Description of the task
Taking the records line by line, how many lines contain the word "gold"? Answer with the number only.

Stored data entries
··········
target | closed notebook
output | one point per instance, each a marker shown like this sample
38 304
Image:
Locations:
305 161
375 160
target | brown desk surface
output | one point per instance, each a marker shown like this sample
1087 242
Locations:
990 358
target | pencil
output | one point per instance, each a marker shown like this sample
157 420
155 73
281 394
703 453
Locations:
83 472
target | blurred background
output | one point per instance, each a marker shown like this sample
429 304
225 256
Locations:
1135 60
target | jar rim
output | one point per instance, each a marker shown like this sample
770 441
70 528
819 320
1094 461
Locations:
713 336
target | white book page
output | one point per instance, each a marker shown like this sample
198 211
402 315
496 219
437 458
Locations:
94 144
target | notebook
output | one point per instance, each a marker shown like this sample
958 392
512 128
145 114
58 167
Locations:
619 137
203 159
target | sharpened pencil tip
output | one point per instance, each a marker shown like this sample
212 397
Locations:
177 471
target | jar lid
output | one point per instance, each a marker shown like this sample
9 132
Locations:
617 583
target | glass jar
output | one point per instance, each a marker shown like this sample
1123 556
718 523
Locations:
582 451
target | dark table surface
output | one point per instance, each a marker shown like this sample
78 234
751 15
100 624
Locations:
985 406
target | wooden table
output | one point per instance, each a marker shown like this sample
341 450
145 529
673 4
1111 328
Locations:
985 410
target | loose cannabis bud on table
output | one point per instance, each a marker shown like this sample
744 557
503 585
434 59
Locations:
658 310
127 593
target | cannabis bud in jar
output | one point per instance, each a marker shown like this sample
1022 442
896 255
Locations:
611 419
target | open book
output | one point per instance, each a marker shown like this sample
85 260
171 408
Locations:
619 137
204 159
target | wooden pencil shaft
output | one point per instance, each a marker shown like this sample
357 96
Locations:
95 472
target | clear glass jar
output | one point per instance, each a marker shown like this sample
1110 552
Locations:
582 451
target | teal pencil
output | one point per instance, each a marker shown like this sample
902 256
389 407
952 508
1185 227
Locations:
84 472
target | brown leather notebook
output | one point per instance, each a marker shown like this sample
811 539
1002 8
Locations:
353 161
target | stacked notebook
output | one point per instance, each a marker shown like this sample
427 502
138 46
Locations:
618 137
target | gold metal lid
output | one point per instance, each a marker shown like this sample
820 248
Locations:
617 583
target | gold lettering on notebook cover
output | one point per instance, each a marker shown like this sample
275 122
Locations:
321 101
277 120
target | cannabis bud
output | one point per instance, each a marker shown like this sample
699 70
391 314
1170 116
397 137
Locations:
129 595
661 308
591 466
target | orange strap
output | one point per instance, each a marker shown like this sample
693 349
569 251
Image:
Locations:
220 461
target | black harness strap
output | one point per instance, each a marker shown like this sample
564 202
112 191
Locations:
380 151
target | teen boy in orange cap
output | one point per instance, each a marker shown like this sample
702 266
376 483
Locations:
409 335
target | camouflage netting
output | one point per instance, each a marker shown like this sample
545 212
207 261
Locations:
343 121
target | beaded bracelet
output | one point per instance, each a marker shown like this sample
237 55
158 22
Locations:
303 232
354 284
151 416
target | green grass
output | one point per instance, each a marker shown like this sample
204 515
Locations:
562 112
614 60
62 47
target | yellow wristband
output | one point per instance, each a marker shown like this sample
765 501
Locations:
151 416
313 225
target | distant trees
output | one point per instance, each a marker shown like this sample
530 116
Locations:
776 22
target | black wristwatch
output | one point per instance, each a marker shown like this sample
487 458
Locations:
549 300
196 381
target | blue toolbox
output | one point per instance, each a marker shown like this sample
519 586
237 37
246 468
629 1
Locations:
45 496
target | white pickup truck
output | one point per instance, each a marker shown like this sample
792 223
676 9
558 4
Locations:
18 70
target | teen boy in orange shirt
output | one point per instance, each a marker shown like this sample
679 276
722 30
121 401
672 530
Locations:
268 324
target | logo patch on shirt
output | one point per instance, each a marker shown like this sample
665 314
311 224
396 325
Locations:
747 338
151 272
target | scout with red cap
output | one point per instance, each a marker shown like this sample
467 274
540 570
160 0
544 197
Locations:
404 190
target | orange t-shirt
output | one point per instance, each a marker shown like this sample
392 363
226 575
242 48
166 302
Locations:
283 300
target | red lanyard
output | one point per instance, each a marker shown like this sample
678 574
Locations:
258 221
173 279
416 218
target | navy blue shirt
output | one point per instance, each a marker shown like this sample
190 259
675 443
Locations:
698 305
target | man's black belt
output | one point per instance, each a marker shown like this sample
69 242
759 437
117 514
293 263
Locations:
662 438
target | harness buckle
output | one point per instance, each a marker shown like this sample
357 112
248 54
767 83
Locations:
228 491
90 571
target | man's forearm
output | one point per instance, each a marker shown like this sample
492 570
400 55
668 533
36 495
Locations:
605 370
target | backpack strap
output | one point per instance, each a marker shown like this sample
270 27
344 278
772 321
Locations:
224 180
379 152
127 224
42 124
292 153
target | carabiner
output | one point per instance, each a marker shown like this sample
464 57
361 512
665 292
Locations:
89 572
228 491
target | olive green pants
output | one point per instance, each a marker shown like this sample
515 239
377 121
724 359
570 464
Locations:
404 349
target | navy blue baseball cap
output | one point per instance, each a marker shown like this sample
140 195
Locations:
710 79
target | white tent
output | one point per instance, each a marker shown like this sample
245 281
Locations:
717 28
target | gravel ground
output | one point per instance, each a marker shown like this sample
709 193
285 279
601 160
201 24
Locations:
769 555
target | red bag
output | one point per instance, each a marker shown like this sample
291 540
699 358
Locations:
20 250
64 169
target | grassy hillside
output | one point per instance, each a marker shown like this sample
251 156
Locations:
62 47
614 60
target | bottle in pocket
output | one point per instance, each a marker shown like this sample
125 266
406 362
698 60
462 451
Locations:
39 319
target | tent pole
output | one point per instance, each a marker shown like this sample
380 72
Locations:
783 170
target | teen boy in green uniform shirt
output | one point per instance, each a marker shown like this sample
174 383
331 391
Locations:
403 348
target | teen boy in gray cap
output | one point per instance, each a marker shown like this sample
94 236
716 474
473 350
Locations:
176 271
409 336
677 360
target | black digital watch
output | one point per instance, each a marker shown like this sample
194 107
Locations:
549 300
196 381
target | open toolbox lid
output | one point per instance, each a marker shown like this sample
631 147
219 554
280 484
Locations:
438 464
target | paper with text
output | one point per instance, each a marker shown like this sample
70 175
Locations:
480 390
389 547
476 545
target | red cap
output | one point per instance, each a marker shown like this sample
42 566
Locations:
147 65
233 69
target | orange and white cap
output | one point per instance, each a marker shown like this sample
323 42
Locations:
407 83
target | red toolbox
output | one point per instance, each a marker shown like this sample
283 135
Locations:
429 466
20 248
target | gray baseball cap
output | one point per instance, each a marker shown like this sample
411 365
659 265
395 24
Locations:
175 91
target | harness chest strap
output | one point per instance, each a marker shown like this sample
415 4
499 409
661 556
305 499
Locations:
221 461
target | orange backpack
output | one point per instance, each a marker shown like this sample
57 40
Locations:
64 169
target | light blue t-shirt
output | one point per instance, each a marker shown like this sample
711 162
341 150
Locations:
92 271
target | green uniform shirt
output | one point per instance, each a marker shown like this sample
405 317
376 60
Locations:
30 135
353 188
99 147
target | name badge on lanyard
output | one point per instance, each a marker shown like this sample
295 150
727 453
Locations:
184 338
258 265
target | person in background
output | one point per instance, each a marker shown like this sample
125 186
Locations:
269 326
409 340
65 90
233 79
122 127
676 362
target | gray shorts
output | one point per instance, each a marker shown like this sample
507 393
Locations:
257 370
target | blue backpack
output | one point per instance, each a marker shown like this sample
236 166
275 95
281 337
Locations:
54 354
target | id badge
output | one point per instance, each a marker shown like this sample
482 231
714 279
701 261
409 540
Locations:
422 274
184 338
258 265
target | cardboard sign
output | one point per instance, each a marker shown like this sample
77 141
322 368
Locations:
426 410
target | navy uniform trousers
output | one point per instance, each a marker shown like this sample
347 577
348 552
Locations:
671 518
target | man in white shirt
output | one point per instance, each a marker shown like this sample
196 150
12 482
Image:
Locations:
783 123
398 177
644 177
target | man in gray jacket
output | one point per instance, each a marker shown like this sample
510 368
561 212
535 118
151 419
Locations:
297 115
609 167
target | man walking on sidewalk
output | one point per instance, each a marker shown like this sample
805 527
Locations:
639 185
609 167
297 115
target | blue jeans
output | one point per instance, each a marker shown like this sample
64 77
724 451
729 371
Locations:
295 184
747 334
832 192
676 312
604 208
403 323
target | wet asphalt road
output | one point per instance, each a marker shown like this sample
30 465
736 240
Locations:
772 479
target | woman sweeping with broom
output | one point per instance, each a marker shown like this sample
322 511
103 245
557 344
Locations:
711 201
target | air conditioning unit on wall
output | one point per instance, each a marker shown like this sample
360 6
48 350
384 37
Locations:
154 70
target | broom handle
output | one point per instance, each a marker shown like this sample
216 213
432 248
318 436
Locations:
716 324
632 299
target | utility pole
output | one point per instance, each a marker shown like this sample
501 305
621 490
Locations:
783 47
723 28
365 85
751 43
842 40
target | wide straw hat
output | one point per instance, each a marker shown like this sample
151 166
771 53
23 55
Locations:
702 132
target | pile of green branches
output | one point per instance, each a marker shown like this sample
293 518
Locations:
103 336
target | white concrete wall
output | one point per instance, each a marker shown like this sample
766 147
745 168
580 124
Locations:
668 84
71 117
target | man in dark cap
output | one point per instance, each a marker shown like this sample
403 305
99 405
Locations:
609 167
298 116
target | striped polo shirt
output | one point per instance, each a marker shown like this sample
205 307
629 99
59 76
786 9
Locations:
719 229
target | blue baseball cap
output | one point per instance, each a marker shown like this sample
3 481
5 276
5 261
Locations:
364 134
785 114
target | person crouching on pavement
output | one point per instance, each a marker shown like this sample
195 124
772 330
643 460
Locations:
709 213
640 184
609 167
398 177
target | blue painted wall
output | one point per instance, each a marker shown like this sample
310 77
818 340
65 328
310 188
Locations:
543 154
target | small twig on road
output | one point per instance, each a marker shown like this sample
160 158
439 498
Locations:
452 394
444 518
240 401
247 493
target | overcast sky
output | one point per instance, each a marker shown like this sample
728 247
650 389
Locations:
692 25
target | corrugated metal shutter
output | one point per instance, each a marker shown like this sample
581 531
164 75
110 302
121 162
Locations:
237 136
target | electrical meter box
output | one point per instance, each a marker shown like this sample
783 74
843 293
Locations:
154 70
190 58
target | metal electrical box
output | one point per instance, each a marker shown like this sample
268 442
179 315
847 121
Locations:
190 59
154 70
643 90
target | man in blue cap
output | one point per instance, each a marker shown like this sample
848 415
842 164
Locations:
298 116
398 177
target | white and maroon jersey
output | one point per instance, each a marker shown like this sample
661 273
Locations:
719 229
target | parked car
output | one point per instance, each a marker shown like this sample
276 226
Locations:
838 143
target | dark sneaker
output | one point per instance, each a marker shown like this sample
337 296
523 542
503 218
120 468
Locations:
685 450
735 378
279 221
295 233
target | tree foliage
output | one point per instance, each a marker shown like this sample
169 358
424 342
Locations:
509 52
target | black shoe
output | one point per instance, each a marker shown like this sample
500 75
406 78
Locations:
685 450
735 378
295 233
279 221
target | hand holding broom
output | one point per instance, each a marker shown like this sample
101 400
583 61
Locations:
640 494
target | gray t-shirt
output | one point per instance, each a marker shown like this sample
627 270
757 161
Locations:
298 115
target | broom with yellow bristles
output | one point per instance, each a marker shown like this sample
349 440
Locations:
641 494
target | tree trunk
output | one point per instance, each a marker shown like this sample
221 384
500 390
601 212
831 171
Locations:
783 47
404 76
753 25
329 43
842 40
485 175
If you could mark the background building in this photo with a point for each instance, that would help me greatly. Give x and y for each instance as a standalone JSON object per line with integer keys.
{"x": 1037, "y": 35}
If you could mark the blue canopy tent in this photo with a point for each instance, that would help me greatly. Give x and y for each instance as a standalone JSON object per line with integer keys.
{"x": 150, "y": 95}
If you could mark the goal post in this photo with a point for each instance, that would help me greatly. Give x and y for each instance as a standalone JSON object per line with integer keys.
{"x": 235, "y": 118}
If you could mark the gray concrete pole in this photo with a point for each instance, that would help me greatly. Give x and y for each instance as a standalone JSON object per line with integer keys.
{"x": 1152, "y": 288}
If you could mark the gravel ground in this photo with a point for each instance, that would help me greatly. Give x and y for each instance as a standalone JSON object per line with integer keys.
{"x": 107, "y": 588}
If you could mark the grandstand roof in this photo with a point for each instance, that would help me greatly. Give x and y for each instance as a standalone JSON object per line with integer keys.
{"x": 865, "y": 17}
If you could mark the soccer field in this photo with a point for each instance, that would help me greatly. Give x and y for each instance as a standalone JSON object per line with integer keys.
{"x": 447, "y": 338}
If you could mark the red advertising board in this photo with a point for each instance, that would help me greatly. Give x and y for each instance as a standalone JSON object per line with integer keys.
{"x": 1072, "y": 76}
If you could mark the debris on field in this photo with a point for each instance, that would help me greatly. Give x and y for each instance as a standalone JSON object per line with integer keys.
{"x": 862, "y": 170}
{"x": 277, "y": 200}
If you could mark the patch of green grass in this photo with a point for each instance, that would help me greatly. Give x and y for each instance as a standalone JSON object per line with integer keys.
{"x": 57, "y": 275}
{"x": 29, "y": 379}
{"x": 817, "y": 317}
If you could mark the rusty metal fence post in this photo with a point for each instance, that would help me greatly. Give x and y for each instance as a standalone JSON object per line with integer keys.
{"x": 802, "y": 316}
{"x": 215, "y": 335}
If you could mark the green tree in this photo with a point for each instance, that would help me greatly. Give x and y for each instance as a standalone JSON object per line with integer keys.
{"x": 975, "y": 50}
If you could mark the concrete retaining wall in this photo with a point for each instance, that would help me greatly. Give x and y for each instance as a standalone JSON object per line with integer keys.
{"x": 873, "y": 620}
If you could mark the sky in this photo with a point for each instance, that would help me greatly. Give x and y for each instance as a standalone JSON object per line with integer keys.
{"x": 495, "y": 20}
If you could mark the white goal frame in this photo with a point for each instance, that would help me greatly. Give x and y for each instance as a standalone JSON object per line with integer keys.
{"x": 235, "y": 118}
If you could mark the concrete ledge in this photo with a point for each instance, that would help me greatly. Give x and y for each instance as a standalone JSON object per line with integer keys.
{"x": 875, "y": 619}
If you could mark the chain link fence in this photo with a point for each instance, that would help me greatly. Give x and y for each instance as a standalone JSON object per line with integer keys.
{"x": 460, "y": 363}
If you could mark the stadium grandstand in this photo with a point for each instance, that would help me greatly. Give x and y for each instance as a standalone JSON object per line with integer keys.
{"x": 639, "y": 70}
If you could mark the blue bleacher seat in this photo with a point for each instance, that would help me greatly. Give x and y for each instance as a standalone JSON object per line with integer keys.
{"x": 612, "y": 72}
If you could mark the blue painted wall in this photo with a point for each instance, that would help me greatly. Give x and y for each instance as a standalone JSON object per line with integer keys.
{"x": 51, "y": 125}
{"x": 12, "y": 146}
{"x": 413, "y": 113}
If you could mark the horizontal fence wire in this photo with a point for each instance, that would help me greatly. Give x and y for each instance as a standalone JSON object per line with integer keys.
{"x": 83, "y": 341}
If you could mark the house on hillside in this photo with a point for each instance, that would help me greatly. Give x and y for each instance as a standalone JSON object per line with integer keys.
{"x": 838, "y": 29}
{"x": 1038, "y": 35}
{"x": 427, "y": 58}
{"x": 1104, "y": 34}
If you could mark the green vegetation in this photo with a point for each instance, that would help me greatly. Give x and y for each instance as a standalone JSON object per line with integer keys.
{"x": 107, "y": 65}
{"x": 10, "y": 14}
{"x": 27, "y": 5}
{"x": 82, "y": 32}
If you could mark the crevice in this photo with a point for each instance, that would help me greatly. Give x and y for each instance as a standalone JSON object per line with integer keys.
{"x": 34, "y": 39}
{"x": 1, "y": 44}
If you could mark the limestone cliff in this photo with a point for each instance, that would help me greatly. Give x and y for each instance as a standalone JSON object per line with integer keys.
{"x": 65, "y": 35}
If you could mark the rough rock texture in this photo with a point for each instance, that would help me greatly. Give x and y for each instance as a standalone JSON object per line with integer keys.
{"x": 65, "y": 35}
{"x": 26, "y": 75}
··········
Exercise answer
2